[Stored entries]
++++++++++++++++++++

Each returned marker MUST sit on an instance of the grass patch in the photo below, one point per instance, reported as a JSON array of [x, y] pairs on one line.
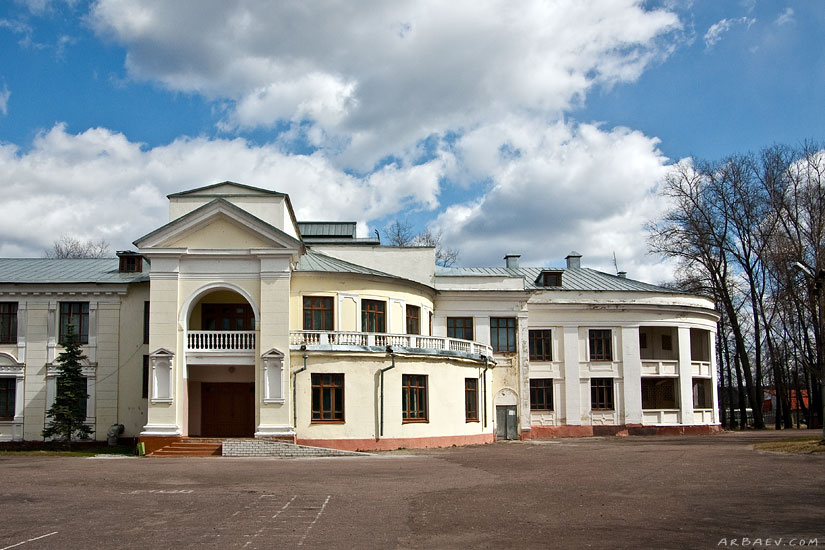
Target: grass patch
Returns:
[[798, 445], [79, 449]]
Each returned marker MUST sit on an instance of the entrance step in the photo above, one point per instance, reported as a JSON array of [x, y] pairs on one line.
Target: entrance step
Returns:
[[190, 446]]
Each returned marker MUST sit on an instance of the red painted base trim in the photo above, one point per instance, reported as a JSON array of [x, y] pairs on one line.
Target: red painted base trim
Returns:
[[550, 432], [392, 443], [155, 442]]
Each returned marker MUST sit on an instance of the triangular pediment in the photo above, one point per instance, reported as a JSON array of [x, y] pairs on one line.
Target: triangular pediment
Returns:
[[221, 225]]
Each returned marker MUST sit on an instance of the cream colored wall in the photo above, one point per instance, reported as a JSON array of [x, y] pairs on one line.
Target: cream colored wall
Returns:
[[131, 403], [445, 392], [220, 233], [348, 291]]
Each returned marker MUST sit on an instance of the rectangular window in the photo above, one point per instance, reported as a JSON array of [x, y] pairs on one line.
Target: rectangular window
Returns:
[[503, 334], [77, 315], [413, 320], [460, 327], [145, 383], [541, 394], [413, 398], [317, 313], [146, 322], [7, 394], [601, 345], [659, 393], [471, 399], [540, 345], [601, 394], [8, 322], [327, 397], [373, 315], [702, 396]]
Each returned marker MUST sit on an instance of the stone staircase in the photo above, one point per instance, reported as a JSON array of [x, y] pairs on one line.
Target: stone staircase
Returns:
[[190, 446]]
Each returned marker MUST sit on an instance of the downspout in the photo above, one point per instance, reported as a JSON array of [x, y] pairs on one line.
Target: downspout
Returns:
[[294, 404], [385, 369]]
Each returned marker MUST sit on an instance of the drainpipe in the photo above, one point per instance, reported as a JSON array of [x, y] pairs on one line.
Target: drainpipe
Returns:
[[294, 404], [484, 389], [385, 369]]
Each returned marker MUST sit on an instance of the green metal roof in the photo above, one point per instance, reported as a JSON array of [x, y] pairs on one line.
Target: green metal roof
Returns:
[[85, 270], [572, 279]]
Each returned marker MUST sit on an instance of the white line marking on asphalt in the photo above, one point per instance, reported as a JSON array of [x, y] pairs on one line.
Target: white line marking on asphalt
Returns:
[[30, 540], [321, 511]]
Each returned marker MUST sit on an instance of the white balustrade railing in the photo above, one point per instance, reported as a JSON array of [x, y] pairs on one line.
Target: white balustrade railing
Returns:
[[380, 339], [220, 340]]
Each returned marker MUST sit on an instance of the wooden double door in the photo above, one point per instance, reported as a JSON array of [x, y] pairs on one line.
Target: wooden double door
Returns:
[[227, 409]]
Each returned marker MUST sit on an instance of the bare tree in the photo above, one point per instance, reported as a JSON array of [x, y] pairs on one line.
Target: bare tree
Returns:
[[72, 247], [400, 233]]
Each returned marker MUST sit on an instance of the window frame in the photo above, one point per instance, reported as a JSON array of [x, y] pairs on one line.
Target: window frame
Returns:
[[8, 322], [545, 336], [416, 384], [335, 388], [495, 341], [413, 315], [606, 387], [327, 315], [460, 325], [544, 387], [471, 400], [82, 337], [10, 397], [369, 308], [603, 336]]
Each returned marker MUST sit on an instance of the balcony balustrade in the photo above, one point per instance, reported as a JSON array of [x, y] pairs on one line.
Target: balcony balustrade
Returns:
[[378, 339]]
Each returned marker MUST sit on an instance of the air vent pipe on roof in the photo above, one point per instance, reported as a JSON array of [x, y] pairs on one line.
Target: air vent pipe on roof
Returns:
[[511, 261], [574, 260]]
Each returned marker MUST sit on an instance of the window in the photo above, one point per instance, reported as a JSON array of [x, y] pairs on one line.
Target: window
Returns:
[[373, 316], [601, 345], [659, 393], [413, 398], [503, 334], [145, 385], [317, 313], [228, 317], [601, 394], [7, 393], [702, 396], [471, 399], [131, 263], [327, 397], [541, 394], [77, 315], [8, 322], [541, 348], [413, 320], [460, 327], [146, 322]]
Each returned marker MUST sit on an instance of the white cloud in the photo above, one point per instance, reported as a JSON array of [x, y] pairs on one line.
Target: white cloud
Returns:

++++++++++++++++++++

- _Your task_: Lines holding the word "triangular" in the entries above are the ones to pull out. Copy them all.

- _Answer section_:
Each returned marker MUST sit on an instance of the triangular pediment in the photo above, one point per instance, reported as a JSON array of [x, y] pairs on one line.
Target: triangular pediment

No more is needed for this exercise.